• **Stored data**:
──────────

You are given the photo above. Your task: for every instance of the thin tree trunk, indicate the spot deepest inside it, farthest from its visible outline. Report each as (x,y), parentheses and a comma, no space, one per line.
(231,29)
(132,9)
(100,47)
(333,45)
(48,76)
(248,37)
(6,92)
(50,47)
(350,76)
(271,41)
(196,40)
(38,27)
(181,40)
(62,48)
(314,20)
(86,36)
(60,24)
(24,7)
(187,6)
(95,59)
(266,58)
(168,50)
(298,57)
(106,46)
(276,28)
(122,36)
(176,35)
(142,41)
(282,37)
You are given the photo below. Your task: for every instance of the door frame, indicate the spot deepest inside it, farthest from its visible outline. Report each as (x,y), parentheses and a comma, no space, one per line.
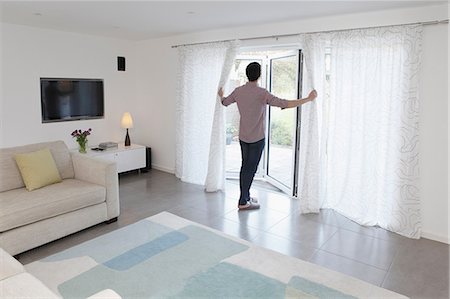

──────────

• **DIRECTIONS FOR THIS TASK**:
Extract every line of the entries above verbatim, leaving out any pictures.

• **RESPONSE TO THIS EXERCISE**:
You are given the photo above. Your task: for every instance of the thin tree trunk, indicate the spot deepest inside it, farthest from its visible outline. Report each as (x,y), parentheses and a comma, no space, one per line.
(231,29)
(132,9)
(100,47)
(333,45)
(48,76)
(248,37)
(6,92)
(50,47)
(350,76)
(271,41)
(196,40)
(38,27)
(181,40)
(62,48)
(314,20)
(86,36)
(60,24)
(24,7)
(187,6)
(95,59)
(266,58)
(168,50)
(298,57)
(106,46)
(276,28)
(122,36)
(176,35)
(142,41)
(282,37)
You are given the photo below. Your task: for every instance of the door frame, indicate the spot deepest inside it, farthest from its visible outline. Report each as (x,y), parentheses and a comma, no space, one per line.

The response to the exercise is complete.